_What is being asked:_
Find every line in the data below that contains the word "desk", and copy each of those lines.

_Data listing:_

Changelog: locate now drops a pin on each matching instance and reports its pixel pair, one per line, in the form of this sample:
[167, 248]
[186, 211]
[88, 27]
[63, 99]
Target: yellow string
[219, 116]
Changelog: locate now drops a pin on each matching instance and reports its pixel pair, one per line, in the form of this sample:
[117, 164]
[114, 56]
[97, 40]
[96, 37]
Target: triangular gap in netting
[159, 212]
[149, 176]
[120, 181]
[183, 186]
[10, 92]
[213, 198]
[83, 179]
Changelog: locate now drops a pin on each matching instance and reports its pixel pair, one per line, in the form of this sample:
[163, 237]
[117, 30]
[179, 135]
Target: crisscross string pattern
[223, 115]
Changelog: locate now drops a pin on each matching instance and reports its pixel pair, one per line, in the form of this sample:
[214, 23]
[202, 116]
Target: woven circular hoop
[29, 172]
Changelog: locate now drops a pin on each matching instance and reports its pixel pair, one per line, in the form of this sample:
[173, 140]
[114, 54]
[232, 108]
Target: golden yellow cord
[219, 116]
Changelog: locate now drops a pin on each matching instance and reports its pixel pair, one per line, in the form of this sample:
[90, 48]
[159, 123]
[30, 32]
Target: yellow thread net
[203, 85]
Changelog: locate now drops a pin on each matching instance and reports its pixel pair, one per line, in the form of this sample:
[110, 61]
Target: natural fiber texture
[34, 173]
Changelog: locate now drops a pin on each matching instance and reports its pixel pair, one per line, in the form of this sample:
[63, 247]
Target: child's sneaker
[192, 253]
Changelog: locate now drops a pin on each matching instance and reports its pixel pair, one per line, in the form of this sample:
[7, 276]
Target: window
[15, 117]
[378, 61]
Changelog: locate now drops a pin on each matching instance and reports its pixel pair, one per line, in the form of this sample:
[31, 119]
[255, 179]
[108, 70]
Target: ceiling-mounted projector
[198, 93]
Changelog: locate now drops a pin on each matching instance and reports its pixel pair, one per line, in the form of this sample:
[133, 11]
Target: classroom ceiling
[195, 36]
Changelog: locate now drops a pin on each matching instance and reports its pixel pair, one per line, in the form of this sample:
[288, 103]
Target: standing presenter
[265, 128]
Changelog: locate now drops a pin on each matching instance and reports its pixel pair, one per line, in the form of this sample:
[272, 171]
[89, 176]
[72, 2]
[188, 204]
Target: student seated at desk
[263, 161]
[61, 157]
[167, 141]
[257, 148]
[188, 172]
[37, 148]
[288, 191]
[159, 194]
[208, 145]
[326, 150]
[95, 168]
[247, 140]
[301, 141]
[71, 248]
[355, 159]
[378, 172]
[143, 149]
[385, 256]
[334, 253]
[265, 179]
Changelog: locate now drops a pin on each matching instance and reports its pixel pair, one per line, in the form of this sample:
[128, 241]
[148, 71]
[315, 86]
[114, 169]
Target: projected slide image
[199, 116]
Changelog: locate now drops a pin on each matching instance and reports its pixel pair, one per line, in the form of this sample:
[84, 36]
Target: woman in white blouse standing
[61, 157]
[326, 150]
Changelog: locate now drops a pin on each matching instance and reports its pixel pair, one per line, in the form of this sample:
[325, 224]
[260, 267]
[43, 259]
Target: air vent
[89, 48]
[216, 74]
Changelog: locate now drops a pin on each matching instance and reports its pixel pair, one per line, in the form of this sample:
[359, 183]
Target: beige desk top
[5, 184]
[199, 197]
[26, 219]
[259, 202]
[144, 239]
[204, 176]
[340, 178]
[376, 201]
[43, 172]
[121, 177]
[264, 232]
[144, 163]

_Answer for the task:_
Target: student seated at desk
Target: beige desk top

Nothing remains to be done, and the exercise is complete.